That is the eternal struggle of Long Live the Queen. The tension is picking the right subjects at the right time. Having to make the queen feel certain ways, to boost certain classes, at certain times. But you have to read the writing on the wall, to see what could be around the curve. In my first play-through ended horribly. Same with my second. Everything just comes so fast. For a game full of menus the weight of a few words can mean the downfall. I can see how this would turn people off, that was my initial thought. I kept at it though, getting better and better. I found myself wanting to go just one more week in-game before calling it on that play session.
Long Live the Queen feels like an interactive story. The in-game weeks can go by quickly, and then you read the fallout of the choices. Will you fail at the task presented the following week? Probably. But there’s always next week. With enough trial and error, you can get an ending that satisfies the amount of effort you need to put in. Towards the middle of a playthrough the attempts on my life feel like a constant barrage, and a bit overwhelming.

(Region segmentation data)
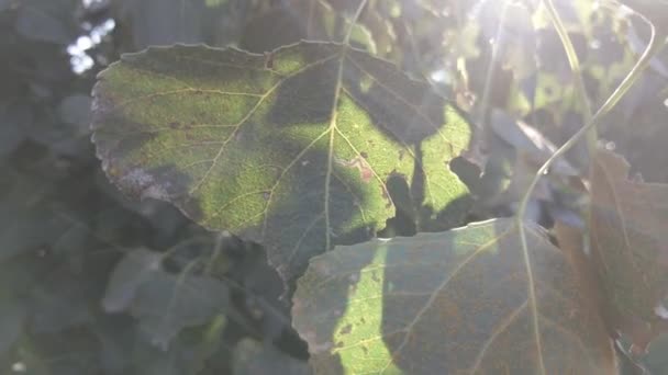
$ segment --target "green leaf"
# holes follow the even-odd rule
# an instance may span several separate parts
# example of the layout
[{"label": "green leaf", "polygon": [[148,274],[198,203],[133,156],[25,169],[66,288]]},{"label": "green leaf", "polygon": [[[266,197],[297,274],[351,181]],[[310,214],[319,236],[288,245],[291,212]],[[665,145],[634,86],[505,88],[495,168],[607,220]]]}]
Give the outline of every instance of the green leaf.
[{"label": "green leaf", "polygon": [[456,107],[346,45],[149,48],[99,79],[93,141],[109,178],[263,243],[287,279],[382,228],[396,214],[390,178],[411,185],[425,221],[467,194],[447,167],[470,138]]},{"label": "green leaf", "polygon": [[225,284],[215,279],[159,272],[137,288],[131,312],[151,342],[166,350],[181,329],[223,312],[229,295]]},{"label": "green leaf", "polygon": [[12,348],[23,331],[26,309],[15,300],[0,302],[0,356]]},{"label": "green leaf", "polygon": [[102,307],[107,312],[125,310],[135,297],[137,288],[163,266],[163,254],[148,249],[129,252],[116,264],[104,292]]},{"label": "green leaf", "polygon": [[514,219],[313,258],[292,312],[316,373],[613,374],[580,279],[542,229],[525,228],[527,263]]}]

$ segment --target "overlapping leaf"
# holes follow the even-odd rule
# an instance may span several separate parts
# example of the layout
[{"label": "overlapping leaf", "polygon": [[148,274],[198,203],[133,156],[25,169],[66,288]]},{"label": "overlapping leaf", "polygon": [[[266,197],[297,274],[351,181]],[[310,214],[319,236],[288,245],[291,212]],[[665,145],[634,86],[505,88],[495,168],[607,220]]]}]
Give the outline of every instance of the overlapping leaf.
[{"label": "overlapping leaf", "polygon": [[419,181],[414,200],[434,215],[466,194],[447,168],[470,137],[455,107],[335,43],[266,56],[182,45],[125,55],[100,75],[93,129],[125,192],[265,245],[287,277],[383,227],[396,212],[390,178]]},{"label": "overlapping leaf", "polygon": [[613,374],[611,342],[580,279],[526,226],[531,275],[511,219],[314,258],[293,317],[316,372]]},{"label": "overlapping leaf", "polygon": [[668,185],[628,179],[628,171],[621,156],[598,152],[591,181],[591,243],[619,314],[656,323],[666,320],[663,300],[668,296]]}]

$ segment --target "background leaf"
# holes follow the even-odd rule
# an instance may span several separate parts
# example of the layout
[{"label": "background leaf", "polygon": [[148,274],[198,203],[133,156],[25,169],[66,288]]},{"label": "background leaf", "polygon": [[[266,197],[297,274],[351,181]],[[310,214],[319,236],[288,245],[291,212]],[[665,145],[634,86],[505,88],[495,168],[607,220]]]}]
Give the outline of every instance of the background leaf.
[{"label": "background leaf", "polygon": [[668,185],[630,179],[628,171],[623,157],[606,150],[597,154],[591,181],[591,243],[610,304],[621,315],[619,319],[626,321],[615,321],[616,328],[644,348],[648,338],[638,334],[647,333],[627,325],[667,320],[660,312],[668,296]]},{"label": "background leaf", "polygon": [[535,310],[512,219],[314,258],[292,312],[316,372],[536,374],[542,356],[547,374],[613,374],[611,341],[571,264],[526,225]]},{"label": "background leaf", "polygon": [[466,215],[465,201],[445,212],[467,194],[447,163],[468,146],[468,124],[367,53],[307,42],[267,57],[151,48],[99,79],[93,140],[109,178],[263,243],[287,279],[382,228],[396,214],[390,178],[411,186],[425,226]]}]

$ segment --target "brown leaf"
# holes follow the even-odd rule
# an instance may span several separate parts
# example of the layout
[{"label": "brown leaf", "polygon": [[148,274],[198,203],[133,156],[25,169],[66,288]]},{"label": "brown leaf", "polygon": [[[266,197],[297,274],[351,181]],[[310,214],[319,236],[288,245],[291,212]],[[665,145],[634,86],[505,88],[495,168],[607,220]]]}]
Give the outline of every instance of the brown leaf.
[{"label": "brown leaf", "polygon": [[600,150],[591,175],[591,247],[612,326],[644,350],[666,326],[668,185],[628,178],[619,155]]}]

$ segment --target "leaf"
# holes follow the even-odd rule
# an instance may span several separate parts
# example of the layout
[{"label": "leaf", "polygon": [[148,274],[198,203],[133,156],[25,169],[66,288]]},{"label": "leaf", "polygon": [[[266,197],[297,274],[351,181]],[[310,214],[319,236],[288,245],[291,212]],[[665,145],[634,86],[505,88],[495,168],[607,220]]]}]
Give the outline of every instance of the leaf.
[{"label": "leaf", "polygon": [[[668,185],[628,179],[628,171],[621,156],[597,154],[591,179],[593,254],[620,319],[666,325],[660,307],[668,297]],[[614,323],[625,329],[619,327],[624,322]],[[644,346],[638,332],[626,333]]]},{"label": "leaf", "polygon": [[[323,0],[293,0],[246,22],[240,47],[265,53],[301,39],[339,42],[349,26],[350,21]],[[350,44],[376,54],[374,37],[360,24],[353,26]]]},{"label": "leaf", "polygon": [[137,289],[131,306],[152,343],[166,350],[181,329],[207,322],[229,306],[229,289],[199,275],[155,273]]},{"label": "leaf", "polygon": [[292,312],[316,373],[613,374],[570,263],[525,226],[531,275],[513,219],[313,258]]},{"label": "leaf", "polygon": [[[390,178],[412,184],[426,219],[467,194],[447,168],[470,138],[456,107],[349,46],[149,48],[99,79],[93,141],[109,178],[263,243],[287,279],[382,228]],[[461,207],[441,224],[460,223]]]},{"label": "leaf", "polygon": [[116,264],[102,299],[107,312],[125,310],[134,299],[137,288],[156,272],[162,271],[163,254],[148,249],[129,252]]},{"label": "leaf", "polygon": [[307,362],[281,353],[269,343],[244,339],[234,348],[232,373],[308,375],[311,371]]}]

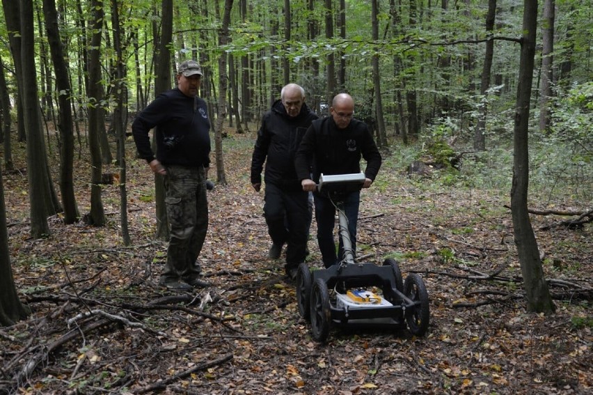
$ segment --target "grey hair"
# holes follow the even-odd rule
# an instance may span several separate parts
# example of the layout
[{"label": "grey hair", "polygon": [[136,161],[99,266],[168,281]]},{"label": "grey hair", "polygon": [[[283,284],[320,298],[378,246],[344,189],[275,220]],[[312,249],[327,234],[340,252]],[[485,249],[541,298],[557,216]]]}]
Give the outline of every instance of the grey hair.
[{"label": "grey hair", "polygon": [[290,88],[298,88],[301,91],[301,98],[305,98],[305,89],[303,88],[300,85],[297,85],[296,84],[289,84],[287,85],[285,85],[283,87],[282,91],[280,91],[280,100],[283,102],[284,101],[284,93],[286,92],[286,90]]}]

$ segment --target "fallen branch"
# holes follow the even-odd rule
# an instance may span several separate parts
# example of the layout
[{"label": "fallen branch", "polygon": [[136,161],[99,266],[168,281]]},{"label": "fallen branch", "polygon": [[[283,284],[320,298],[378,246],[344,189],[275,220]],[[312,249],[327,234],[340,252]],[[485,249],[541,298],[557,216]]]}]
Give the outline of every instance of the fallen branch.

● **ACTIONS TO TAKE**
a - Could you reproduce the Long Live the Queen review from "Long Live the Queen feels" up to and including "a bit overwhelming."?
b - Can you pick up the Long Live the Queen review at the point where it stops and carry it forward?
This data has nothing to do with the review of Long Live the Queen.

● **ANSWERS TO THE EXERCISE**
a -
Long Live the Queen feels like an interactive story. The in-game weeks can go by quickly, and then you read the fallout of the choices. Will you fail at the task presented the following week? Probably. But there’s always next week. With enough trial and error, you can get an ending that satisfies the amount of effort you need to put in. Towards the middle of a playthrough the attempts on my life feel like a constant barrage, and a bit overwhelming.

b -
I don’t typically find myself drawn toward visual novels or political simulators. But I found the challenge of Long Live the Queen to be worth my time. My reigns were sometimes short, my deaths painful. Excellent controls for the Switch, using either the Joy-Cons, or playing on just the touch screen was perfect. It’s hard to be queen, no one ever sees the hard work you put in, just your faults. The music leaves something to be desired, and the amount of reading could be too much for some. But if you invest the time, and learn how to play the game, Long Live the Queen becomes a game worth your time.
* The product in this article was sent to us by the developer/company.
I'm pulled towards anything that isn't driving or sports related; having said that, I love a good kart racer. I Can't get enough RPGs, and indies are always worth a look to me. The only other subject I pay any attention to is the NFL (go Colts!).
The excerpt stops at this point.